**SOURCE RECORDS**
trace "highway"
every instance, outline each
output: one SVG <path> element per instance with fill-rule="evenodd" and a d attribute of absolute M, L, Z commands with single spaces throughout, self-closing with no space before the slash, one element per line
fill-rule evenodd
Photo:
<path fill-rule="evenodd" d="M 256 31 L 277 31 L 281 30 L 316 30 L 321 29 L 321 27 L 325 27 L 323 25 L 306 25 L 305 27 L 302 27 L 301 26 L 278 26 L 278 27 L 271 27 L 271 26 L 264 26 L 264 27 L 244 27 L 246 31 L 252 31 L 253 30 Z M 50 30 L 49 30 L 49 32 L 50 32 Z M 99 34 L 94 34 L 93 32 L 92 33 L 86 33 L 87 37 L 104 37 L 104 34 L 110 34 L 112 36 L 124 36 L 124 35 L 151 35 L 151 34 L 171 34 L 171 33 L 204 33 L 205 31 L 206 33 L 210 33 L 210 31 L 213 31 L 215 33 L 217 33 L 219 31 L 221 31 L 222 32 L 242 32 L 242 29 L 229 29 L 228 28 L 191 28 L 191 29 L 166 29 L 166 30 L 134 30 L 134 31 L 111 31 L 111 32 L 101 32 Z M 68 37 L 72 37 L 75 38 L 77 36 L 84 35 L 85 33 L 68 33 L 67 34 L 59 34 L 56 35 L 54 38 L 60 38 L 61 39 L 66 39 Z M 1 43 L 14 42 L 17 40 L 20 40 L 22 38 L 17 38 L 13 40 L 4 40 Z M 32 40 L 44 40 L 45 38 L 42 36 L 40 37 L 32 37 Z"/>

**THE PROBLEM**
Transcribe every one of the rows above verbatim, line by line, without altering any character.

**FULL SOLUTION**
trace "highway"
every instance, outline each
output: one SVG <path> element per instance with fill-rule="evenodd" and a d attribute of absolute M, L, Z commands with single spaces throughout, self-closing with no space before the slash, one element per line
fill-rule evenodd
Photo:
<path fill-rule="evenodd" d="M 256 31 L 277 31 L 281 30 L 316 30 L 321 29 L 321 27 L 325 27 L 323 25 L 306 25 L 305 27 L 302 27 L 301 26 L 278 26 L 278 27 L 271 27 L 271 26 L 264 26 L 264 27 L 244 27 L 246 31 L 252 31 L 253 30 Z M 50 30 L 49 30 L 49 32 L 50 32 Z M 99 34 L 94 34 L 93 32 L 92 33 L 86 33 L 87 37 L 104 37 L 104 34 L 110 34 L 112 36 L 124 36 L 124 35 L 151 35 L 151 34 L 171 34 L 171 33 L 204 33 L 205 31 L 206 33 L 210 33 L 210 31 L 213 31 L 215 33 L 217 33 L 219 31 L 221 31 L 222 32 L 242 32 L 242 29 L 229 29 L 228 28 L 191 28 L 191 29 L 166 29 L 166 30 L 134 30 L 134 31 L 111 31 L 111 32 L 101 32 Z M 68 37 L 72 37 L 75 38 L 77 36 L 84 35 L 85 33 L 68 33 L 67 34 L 59 34 L 56 35 L 54 38 L 60 38 L 61 39 L 66 39 Z M 1 43 L 14 42 L 17 40 L 20 40 L 22 38 L 17 38 L 13 40 L 4 40 Z M 32 40 L 44 40 L 45 38 L 42 36 L 40 37 L 32 37 Z"/>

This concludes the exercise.